Repeat the entries word for word. Leave nothing out.

(RECORDS begins)

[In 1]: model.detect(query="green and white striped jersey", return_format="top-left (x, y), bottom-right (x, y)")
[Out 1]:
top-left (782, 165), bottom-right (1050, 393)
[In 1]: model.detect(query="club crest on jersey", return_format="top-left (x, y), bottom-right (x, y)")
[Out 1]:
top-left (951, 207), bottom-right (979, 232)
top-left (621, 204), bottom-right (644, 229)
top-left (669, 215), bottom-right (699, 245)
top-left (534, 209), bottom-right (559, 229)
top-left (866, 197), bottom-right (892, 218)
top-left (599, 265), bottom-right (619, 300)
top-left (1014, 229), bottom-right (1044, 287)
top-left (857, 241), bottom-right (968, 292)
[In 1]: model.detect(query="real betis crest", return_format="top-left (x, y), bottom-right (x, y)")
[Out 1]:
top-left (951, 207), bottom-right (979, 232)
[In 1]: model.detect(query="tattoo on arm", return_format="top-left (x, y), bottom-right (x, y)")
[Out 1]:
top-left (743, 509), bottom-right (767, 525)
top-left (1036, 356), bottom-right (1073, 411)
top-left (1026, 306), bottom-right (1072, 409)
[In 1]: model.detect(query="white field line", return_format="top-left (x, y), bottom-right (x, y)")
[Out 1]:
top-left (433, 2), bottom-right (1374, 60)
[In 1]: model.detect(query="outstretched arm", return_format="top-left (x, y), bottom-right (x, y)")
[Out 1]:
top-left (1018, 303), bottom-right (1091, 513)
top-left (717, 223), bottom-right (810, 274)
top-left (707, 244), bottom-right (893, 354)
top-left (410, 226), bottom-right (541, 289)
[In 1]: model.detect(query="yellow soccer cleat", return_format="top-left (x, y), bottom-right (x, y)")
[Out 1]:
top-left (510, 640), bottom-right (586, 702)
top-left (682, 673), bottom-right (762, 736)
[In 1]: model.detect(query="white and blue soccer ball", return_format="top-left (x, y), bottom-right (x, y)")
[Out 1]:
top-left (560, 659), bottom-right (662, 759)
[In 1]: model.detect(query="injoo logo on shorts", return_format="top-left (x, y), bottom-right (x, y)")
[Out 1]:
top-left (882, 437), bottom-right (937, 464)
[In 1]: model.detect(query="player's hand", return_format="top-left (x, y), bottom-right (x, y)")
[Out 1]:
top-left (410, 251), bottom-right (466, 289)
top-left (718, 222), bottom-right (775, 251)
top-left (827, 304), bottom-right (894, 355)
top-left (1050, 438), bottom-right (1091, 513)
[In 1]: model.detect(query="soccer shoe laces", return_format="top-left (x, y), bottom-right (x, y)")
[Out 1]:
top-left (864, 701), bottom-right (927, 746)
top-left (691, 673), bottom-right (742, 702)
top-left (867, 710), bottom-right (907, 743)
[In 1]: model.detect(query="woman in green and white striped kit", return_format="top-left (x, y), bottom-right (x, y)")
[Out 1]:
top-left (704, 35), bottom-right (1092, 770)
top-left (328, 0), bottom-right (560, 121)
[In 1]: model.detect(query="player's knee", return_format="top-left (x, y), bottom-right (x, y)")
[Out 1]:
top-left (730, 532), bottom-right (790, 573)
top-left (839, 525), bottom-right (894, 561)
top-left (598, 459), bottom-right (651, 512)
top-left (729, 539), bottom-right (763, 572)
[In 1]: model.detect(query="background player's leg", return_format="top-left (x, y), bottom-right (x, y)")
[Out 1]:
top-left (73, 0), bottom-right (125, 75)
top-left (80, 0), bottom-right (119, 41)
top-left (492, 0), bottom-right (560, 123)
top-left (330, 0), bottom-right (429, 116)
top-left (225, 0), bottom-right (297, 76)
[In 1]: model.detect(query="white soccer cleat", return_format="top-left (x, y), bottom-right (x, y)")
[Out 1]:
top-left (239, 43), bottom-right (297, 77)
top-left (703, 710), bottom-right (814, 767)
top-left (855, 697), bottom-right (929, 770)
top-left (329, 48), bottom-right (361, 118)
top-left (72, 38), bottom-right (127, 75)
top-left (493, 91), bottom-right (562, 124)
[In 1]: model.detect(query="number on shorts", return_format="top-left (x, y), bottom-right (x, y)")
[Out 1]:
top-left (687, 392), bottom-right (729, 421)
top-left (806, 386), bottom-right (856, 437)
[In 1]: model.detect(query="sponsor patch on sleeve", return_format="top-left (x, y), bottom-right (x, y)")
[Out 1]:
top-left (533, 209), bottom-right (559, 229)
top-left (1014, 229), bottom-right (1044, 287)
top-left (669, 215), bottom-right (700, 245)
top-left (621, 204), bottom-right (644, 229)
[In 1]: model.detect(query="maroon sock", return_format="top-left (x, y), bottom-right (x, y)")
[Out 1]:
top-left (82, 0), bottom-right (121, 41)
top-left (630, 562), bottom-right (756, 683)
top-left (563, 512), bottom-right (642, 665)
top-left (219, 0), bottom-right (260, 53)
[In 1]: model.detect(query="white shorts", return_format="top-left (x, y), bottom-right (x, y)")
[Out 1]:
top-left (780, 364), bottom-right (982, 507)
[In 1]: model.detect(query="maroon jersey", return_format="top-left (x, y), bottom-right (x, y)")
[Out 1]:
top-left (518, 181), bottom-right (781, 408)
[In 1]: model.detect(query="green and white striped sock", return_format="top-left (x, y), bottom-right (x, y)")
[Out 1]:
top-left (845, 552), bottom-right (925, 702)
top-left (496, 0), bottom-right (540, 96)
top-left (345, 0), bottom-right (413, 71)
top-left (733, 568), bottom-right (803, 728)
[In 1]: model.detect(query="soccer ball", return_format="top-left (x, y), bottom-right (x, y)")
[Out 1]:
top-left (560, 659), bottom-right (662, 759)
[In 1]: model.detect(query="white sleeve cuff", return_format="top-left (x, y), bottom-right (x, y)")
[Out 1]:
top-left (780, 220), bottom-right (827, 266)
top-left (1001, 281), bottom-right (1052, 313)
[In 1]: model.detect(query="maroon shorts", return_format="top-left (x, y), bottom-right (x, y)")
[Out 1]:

(RECORDS ends)

TASK RESULT:
[In 1]: model.detect(query="green and white striped jersey", return_format="top-left (x, y), bottom-right (x, y)")
[Out 1]:
top-left (782, 165), bottom-right (1050, 393)
[In 1]: model.detect(query="club crest on jersey", return_format="top-left (x, y), bottom-right (x, y)")
[Out 1]:
top-left (951, 207), bottom-right (979, 232)
top-left (621, 204), bottom-right (644, 229)
top-left (669, 215), bottom-right (699, 245)
top-left (534, 209), bottom-right (559, 229)
top-left (866, 197), bottom-right (892, 218)
top-left (599, 265), bottom-right (619, 300)
top-left (1014, 229), bottom-right (1044, 287)
top-left (857, 241), bottom-right (968, 292)
[In 1]: model.detect(query="real betis crest", return_format="top-left (x, y), bottom-right (x, y)")
[Out 1]:
top-left (951, 207), bottom-right (979, 232)
[In 1]: model.detect(query="tattoo on arm", return_format="top-left (x, y), bottom-right (x, y)")
[Out 1]:
top-left (743, 509), bottom-right (767, 525)
top-left (1036, 356), bottom-right (1073, 411)
top-left (1026, 306), bottom-right (1072, 409)
[In 1]: model.detect(query="white field line", return_format="top-left (x, y), bottom-right (x, y)")
[Out 1]:
top-left (433, 2), bottom-right (1374, 60)
[In 1]: model.detect(query="outstretched arm", return_format="top-left (x, y), bottom-right (x, y)")
[Out 1]:
top-left (1018, 303), bottom-right (1091, 513)
top-left (717, 223), bottom-right (810, 274)
top-left (707, 244), bottom-right (893, 354)
top-left (410, 226), bottom-right (541, 289)
[In 1]: model.detect(query="yellow soccer cleat", return_format="top-left (x, y), bottom-right (x, y)")
[Out 1]:
top-left (510, 640), bottom-right (586, 702)
top-left (682, 673), bottom-right (762, 736)
[In 1]: model.detect(query="white and blue soccer ball", return_format="top-left (x, y), bottom-right (x, y)")
[Out 1]:
top-left (560, 659), bottom-right (662, 759)
[In 1]: model.detect(query="injoo logo on shorts", return_format="top-left (x, y), bottom-right (x, y)")
[Out 1]:
top-left (882, 437), bottom-right (937, 464)
[In 1]: model.detect(query="player's hand", return_format="top-left (x, y), bottom-right (x, y)")
[Out 1]:
top-left (410, 251), bottom-right (466, 289)
top-left (718, 222), bottom-right (775, 251)
top-left (827, 304), bottom-right (894, 355)
top-left (1050, 438), bottom-right (1091, 513)
[In 1]: model.detect(query="soccer shoe laces", return_format="top-left (x, y), bottom-right (x, y)")
[Out 1]:
top-left (864, 701), bottom-right (927, 746)
top-left (691, 673), bottom-right (742, 702)
top-left (867, 710), bottom-right (907, 743)
[In 1]: model.detect(query="woman in green and white striped kit", return_format="top-left (x, y), bottom-right (x, y)")
[Out 1]:
top-left (704, 35), bottom-right (1092, 770)
top-left (328, 0), bottom-right (560, 121)
[In 1]: model.detect(query="player's knee", return_format="top-left (x, y), bottom-right (x, y)")
[Out 1]:
top-left (730, 532), bottom-right (790, 573)
top-left (839, 525), bottom-right (894, 561)
top-left (598, 459), bottom-right (651, 512)
top-left (729, 539), bottom-right (763, 572)
[In 1]: model.detect(query="background player's leg", return_format="top-left (x, y), bottom-right (x, y)")
[Out 1]:
top-left (73, 0), bottom-right (125, 75)
top-left (80, 0), bottom-right (119, 41)
top-left (492, 0), bottom-right (560, 123)
top-left (330, 0), bottom-right (429, 116)
top-left (225, 0), bottom-right (297, 76)
[In 1]: model.detect(query="white soccer cleat", return_format="top-left (x, y), bottom-right (x, y)")
[Out 1]:
top-left (239, 43), bottom-right (297, 77)
top-left (703, 710), bottom-right (814, 767)
top-left (855, 697), bottom-right (929, 770)
top-left (329, 48), bottom-right (361, 118)
top-left (72, 38), bottom-right (127, 75)
top-left (493, 91), bottom-right (562, 124)
[In 1]: model.detect(query="number on shorts", return_format="top-left (x, y), bottom-right (x, y)")
[Out 1]:
top-left (687, 392), bottom-right (729, 421)
top-left (806, 386), bottom-right (856, 437)
[In 1]: model.detect(query="sponsor patch on sleeve", return_format="top-left (x, y), bottom-right (x, y)")
[Out 1]:
top-left (533, 209), bottom-right (559, 229)
top-left (1014, 229), bottom-right (1044, 287)
top-left (669, 215), bottom-right (700, 245)
top-left (621, 204), bottom-right (644, 229)
[In 1]: model.detect(query="maroon sock", return_format="top-left (x, y), bottom-right (x, y)")
[Out 1]:
top-left (82, 0), bottom-right (121, 41)
top-left (630, 562), bottom-right (756, 683)
top-left (563, 512), bottom-right (642, 665)
top-left (219, 0), bottom-right (260, 53)
[In 1]: model.detect(query="white shorts", return_format="top-left (x, y), bottom-right (x, y)")
[Out 1]:
top-left (780, 364), bottom-right (982, 507)
[In 1]: model.detect(query="maroon jersey", return_format="top-left (x, y), bottom-right (x, y)")
[Out 1]:
top-left (518, 181), bottom-right (781, 408)
[In 1]: model.detect(query="green and white striped sock", return_format="top-left (x, y), bottom-right (x, y)")
[Out 1]:
top-left (845, 552), bottom-right (925, 702)
top-left (496, 0), bottom-right (540, 96)
top-left (345, 0), bottom-right (413, 71)
top-left (733, 568), bottom-right (803, 728)
[In 1]: model.detect(query="soccer ball", return_format="top-left (x, y), bottom-right (x, y)")
[Out 1]:
top-left (560, 659), bottom-right (662, 759)
[In 1]: model.detect(query="white sleeve cuff", return_format="top-left (x, y), bottom-right (x, y)")
[Out 1]:
top-left (780, 220), bottom-right (827, 266)
top-left (1001, 281), bottom-right (1052, 313)
[In 1]: model.detect(query="maroon shorts", return_format="top-left (x, y), bottom-right (x, y)")
[Out 1]:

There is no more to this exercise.